Data
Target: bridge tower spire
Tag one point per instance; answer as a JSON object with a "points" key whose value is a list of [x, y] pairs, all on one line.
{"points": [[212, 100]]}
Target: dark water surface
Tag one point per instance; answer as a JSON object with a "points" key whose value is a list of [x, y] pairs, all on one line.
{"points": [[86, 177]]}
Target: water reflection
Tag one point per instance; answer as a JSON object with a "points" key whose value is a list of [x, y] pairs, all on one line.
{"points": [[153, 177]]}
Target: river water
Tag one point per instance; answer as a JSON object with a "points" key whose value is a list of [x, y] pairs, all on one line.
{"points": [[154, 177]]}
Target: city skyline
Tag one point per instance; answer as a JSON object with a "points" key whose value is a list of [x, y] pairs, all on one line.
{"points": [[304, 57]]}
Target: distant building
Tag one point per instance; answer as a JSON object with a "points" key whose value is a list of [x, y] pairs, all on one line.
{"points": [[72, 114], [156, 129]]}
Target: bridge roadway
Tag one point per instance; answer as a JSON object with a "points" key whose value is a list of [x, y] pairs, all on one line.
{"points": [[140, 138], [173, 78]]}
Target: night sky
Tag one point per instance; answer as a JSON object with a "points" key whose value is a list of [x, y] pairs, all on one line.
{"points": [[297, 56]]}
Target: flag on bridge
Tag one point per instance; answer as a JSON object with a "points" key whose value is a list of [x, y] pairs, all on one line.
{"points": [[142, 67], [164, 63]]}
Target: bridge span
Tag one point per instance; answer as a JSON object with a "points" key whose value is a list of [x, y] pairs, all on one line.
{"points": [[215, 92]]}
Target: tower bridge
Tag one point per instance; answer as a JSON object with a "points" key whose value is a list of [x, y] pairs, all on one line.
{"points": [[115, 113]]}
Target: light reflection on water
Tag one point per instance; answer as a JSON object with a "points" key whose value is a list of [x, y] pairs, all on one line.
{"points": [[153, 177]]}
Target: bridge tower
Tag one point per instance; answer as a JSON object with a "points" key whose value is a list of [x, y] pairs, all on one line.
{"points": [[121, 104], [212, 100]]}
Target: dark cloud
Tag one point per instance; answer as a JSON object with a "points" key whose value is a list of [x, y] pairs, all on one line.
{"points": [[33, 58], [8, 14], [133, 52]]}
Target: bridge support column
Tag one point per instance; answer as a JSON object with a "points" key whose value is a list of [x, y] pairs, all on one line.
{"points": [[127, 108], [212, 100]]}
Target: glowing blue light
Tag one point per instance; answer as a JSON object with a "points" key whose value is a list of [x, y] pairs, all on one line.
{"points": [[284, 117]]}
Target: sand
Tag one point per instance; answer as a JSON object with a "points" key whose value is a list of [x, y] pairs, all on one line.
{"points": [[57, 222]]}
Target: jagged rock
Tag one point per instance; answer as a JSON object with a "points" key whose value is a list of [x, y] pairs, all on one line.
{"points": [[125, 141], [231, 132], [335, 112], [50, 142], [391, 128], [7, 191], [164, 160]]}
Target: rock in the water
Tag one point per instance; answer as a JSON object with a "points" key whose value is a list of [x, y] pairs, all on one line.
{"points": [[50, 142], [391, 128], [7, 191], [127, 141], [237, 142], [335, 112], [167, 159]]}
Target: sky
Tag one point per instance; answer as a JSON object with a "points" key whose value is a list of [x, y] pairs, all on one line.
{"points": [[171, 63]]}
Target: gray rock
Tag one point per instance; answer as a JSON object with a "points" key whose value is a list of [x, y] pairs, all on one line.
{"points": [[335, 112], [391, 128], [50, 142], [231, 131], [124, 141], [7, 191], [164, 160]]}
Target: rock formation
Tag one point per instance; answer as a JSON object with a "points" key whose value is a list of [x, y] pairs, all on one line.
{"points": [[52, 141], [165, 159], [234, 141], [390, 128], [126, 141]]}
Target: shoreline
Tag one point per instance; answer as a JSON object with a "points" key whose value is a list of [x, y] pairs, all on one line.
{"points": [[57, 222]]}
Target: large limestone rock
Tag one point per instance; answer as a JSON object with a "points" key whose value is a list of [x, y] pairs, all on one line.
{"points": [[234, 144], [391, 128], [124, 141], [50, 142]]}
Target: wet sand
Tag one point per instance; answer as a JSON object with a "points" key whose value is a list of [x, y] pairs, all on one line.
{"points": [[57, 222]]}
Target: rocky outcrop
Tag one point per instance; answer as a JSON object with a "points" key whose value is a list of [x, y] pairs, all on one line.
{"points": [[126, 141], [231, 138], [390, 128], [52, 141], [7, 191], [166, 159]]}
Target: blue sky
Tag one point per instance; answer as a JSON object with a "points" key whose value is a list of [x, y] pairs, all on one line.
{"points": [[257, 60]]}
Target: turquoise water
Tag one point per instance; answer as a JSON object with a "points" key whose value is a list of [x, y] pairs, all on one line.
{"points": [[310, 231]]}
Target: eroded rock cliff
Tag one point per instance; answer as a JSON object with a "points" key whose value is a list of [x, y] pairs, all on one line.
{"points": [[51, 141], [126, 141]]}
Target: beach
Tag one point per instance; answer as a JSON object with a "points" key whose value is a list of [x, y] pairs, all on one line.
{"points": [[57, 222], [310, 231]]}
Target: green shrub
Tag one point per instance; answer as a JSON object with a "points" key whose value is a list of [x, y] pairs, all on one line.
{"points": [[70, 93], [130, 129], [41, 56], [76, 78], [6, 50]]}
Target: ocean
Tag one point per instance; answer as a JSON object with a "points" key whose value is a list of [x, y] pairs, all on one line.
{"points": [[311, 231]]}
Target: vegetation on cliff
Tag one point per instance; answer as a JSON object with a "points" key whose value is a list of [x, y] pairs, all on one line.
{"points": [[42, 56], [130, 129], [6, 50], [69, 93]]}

Written exercise
Copy out word for word the lines above, from the line containing "Target: ocean" through the final line of the rows, including both ends.

Finished answer
Target: ocean
Tag one point per instance; answer as a JSON object with a "points" key whose value is a list of [x, y] pairs, all on one line.
{"points": [[311, 231]]}
Target: vegetation on cliff
Tag one point per instance; answer as a JSON object with a "points" key whose value is a list of [x, y] pairs, all on one line.
{"points": [[42, 56], [130, 129], [6, 50], [69, 93]]}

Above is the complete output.